- **DOCUMENT**
>>>>

De medewerker is niet verplicht informatie te verschaffen over de aard en ernst van de ziekte.

De provincie is verplicht elke ziekmelding zo snel mogelijk, maar in ieder geval uiterlijk binnen één week door te geven aan de Arbodienst.

2. Weer aan het werk

Zodra de medewerker daartoe in staat is, hervat hij zijn werkzaamheden en meldt zich hersteld bij zijn leidinggevende.

De provincie zorgt voor de herstelmelding aan de Arbodienst en, indien van toepassing, aan het UWV.

3. Bereikbaarheid

De medewerker moet bereikbaar zijn voor contact met de leidinggevende en/of Arbodienst. Gedurende de eerste twee weken kan worden verlangd dat de medewerker tussen 09.00 en 12.00 uur op het thuis c.q. verpleegadres aanwezig is. De noodzaak hiertoe wordt besproken tussen leidinggevende en medewerker.

Als de medewerker langer dan twee weken ziek is, vervalt de plicht om tijdens de hierboven genoemde uren thuis te zijn. Deze plicht vervalt ook na het eerste spreekuurcontact met de Arbodienst.

4. Oproep van provincie of arbodienst

De leidinggevende heeft op de eerste dag van de ziekmelding telefonisch contact met de zieke medewerker om te informeren naar diens situatie. Tijdens dit gesprek zal ook besproken worden hoe vaak en op welke wijze de leidinggevende en de medewerker contact zullen houden gedurende de ziekteperiode.

Uiterlijk op de vierde verzuimdag neemt de verzuimconsulent van de Arbodienst contact op met de medewerker. Tijdens dit telefonisch consult wordt de verzuimreden verduidelijkt en tracht de verzuimconsulent in te schatten of er sprake is van dreigend langdurig verzuim en of al dan niet een vervolgtraject wordt ingezet.

Afhankelijk van de klachten, de oorzaak van het verzuim en de verwachte duur wordt de medewerker binnen vier weken uitgenodigd voor het spreekuur bij de bedrijfsarts. De medewerker is gehouden aan een oproep van de bedrijfsarts gevolg te geven, tenzij hij tijdig en gemotiveerd laat weten verhinderd te zijn. Indien de bedrijfsarts de zieke medewerker wil bezoeken, dient de medewerker de bedrijfsarts hiertoe in de gelegenheid te stellen. De zieke medewerker staat medisch onderzoek toe om de arbeidsongeschiktheid te beoordelen.

<<<<

- **TE MAKEN OPDRACHTEN**
• 1. Beantwoord deze vragen over de verzuimregeling:
(a) Binnen welke termijn moet de provincie een ziekmelding uiterlijk doorgeven aan de Arbodienst?
(b) Tussen welke uren kan in de eerste twee weken worden gevraagd dat de medewerker thuis of op het verpleegadres is?
(c) Uiterlijk op welke verzuimdag neemt de verzuimconsulent van de Arbodienst contact op met de medewerker?
• 2. Noem alle kopjes van genummerde onderdelen die in de verzuimregeling staan, met hun nummer.
• 3. Kopieer uit de verzuimregeling het stuk dat begint bij "4. Oproep van" en doorloopt tot en met "gedurende de ziekteperiode.".

(Fragmenten van gegevens over begrenzingskaders)
>>>>

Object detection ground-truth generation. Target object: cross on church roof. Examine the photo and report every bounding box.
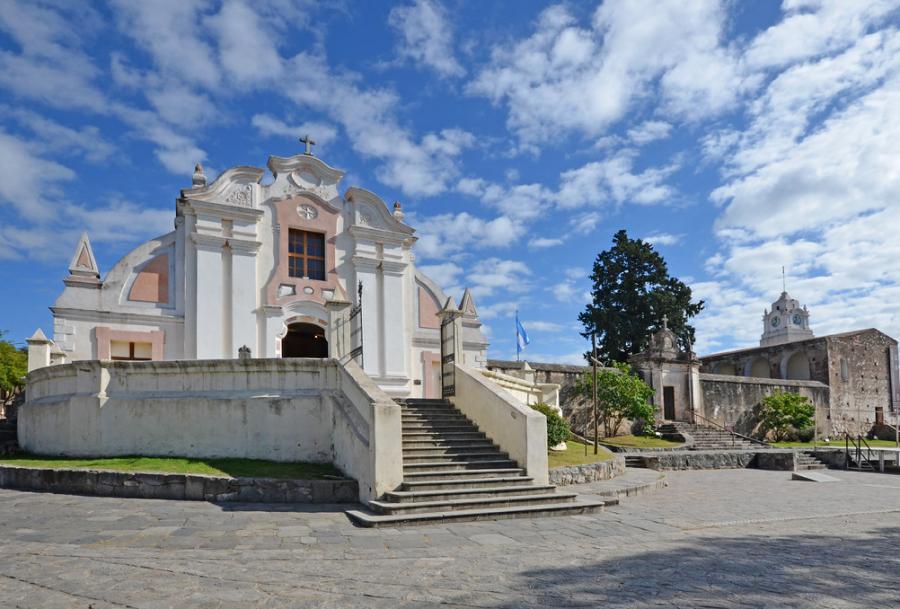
[300,133,316,156]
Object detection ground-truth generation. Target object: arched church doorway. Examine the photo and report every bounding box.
[281,324,328,357]
[749,357,772,379]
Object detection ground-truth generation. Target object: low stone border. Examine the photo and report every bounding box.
[550,455,625,486]
[0,465,359,503]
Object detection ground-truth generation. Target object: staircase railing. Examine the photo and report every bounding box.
[693,412,769,446]
[844,434,878,472]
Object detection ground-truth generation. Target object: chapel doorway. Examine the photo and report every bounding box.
[663,386,675,421]
[281,323,328,357]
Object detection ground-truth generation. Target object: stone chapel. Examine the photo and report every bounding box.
[30,146,488,397]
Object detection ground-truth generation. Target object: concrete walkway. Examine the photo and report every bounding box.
[0,470,900,609]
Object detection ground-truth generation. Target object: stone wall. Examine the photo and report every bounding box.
[827,330,900,434]
[18,359,403,499]
[698,373,829,435]
[550,455,625,486]
[643,449,794,471]
[0,465,359,503]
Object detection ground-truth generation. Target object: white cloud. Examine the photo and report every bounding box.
[250,114,337,151]
[0,106,116,163]
[466,258,531,298]
[417,262,463,290]
[285,53,475,196]
[643,233,684,245]
[0,131,75,220]
[388,0,466,76]
[528,237,564,249]
[746,0,898,68]
[411,212,525,258]
[112,0,222,89]
[556,151,677,208]
[628,121,672,146]
[206,0,284,86]
[468,0,750,147]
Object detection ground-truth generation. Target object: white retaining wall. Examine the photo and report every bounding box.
[19,359,403,499]
[451,364,549,484]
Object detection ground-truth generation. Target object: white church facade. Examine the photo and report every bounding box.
[42,146,488,397]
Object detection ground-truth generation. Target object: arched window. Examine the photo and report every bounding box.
[786,351,811,381]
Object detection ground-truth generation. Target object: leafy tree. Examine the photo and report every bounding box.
[531,402,569,448]
[576,362,656,438]
[759,390,816,442]
[578,230,704,362]
[0,331,28,406]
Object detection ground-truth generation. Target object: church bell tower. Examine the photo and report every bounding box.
[759,292,814,347]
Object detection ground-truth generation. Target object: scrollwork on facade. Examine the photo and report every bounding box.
[225,184,253,207]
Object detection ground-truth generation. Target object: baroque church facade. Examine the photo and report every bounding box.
[30,146,488,397]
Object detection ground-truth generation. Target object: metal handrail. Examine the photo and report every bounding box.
[692,412,769,446]
[844,434,877,471]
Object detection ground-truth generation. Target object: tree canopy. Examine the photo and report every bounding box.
[575,362,655,438]
[759,390,816,442]
[578,230,704,362]
[0,331,28,403]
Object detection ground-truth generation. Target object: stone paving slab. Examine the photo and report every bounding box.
[0,470,900,609]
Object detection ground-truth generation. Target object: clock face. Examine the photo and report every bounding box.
[297,203,319,220]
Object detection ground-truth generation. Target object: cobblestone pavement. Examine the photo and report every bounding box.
[0,470,900,609]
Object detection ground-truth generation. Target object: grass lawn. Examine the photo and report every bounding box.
[600,436,684,448]
[549,440,613,469]
[0,455,343,480]
[770,438,897,448]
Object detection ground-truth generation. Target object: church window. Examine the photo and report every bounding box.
[288,228,325,281]
[109,340,153,362]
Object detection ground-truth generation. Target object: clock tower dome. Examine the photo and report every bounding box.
[759,292,814,347]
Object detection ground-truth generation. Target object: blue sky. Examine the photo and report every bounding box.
[0,0,900,362]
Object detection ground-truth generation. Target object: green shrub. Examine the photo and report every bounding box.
[797,427,816,442]
[531,402,571,448]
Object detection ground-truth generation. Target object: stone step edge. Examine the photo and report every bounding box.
[345,500,615,527]
[367,493,578,512]
[403,467,525,482]
[384,484,557,504]
[400,476,534,492]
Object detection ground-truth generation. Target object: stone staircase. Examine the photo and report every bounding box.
[347,399,616,527]
[657,421,767,450]
[796,450,828,470]
[0,418,21,455]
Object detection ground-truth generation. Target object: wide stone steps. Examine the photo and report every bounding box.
[403,461,525,480]
[395,470,534,492]
[369,493,578,514]
[347,400,609,527]
[384,484,556,503]
[657,422,765,450]
[403,449,510,464]
[796,453,828,469]
[347,499,618,527]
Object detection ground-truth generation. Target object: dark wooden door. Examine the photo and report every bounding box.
[663,387,675,421]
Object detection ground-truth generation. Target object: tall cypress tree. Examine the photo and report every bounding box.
[578,230,704,363]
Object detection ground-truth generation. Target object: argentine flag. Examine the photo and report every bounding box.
[516,311,531,359]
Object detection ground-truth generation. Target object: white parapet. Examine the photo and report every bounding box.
[19,359,403,499]
[451,364,549,484]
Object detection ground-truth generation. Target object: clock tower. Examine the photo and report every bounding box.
[759,292,815,347]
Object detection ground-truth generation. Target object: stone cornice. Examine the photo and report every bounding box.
[381,260,409,275]
[348,224,417,245]
[50,307,184,324]
[352,256,381,271]
[179,198,265,222]
[228,237,262,254]
[191,233,228,250]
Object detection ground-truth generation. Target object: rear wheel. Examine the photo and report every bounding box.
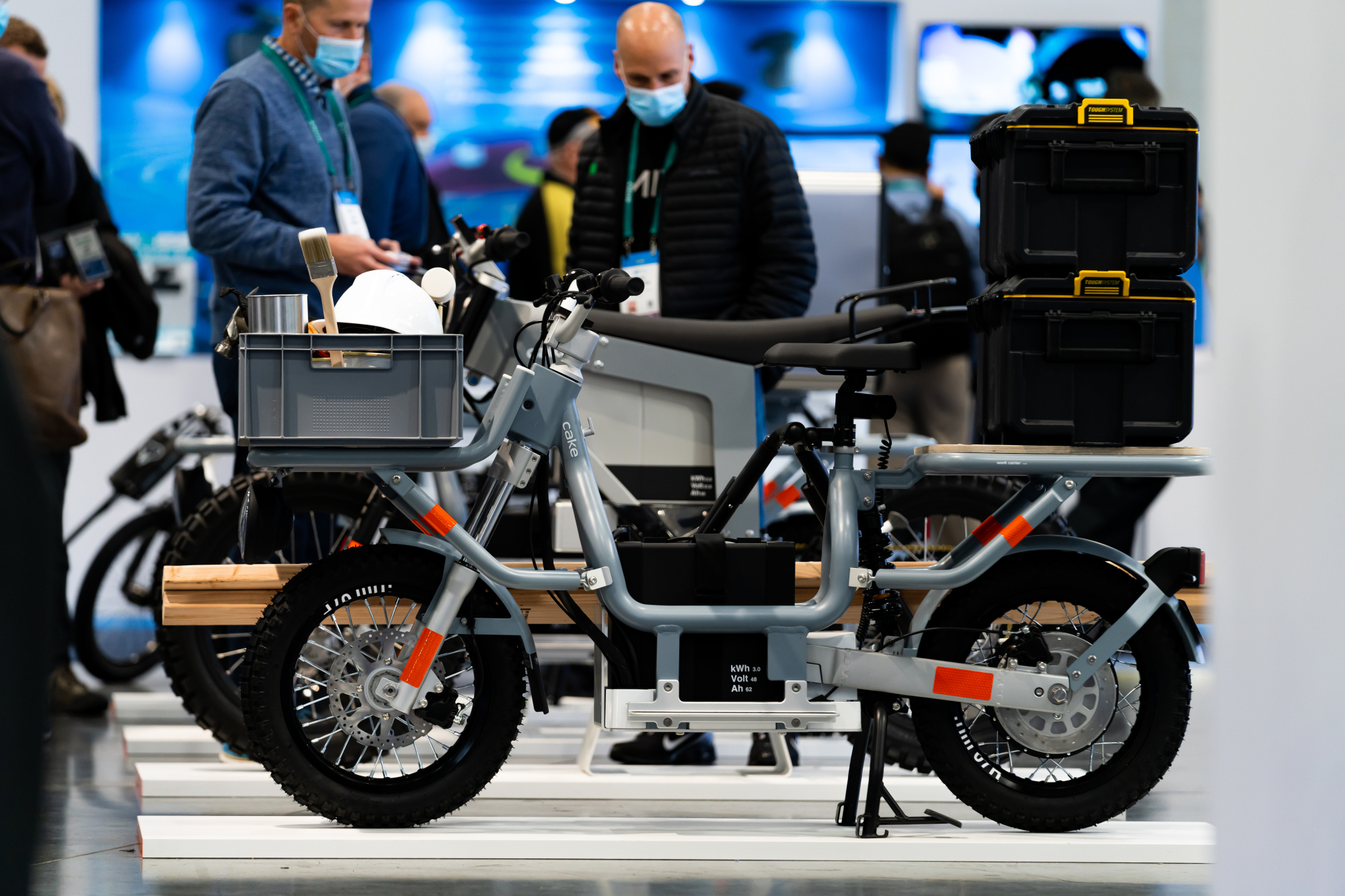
[911,552,1190,831]
[242,545,525,827]
[159,473,377,752]
[71,506,174,684]
[851,477,1065,775]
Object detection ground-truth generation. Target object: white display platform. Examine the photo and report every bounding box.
[136,763,956,809]
[139,815,1215,864]
[121,725,219,756]
[112,690,196,725]
[121,715,850,766]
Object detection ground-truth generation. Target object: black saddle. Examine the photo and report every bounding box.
[763,341,920,374]
[589,305,919,370]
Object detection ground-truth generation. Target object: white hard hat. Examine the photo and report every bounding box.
[336,270,444,333]
[421,268,457,304]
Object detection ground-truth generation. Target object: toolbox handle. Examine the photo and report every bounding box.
[1046,311,1158,364]
[1050,140,1158,194]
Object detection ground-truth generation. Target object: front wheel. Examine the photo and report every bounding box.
[70,506,174,685]
[241,545,525,827]
[912,552,1190,831]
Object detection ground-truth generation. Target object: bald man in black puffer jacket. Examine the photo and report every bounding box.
[569,75,818,320]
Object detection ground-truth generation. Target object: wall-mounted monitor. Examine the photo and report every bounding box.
[916,23,1149,133]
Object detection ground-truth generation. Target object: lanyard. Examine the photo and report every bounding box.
[261,43,355,190]
[621,121,677,254]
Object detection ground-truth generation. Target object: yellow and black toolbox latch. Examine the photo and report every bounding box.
[1075,270,1130,296]
[1079,99,1135,125]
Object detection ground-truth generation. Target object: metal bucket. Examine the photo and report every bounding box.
[247,293,308,332]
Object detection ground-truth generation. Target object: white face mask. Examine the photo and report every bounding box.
[625,81,686,128]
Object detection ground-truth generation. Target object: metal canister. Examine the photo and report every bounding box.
[247,293,308,332]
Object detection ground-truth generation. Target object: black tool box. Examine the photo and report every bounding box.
[971,99,1198,282]
[967,272,1196,446]
[611,536,795,702]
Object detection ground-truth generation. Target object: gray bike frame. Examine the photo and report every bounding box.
[249,350,1209,710]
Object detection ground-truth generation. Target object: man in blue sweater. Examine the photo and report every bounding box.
[0,36,75,282]
[187,0,399,425]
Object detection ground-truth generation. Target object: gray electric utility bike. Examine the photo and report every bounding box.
[241,270,1209,837]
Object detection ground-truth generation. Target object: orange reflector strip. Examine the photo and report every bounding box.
[401,628,444,688]
[1003,517,1032,548]
[971,517,1005,545]
[416,505,457,536]
[933,666,995,701]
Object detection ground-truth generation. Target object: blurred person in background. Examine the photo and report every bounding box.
[568,3,818,320]
[34,78,159,716]
[187,0,401,449]
[566,3,818,766]
[0,13,75,284]
[508,106,601,301]
[0,13,95,715]
[374,83,453,259]
[336,28,429,247]
[0,9,47,78]
[0,336,63,893]
[869,121,986,444]
[1069,69,1167,555]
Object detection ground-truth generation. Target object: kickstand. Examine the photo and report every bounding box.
[835,694,962,840]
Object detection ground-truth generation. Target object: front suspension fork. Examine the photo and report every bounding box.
[373,438,541,713]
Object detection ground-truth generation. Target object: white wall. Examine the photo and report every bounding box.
[1202,0,1345,896]
[9,0,101,172]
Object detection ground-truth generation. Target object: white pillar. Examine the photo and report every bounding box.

<<<<

- **ANTWOORDEN PER OPDRACHT**
• 1.
(a) Uiterlijk binnen één week.
(b) Tussen 09.00 en 12.00 uur.
(c) Op de vierde verzuimdag.

• 2.
2. Weer aan het werk
3. Bereikbaarheid
4. Oproep van provincie of arbodienst

• 3.
4. Oproep van provincie of arbodienst

De leidinggevende heeft op de eerste dag van de ziekmelding telefonisch contact met de zieke medewerker om te informeren naar diens situatie. Tijdens dit gesprek zal ook besproken worden hoe vaak en op welke wijze de leidinggevende en de medewerker contact zullen houden gedurende de ziekteperiode.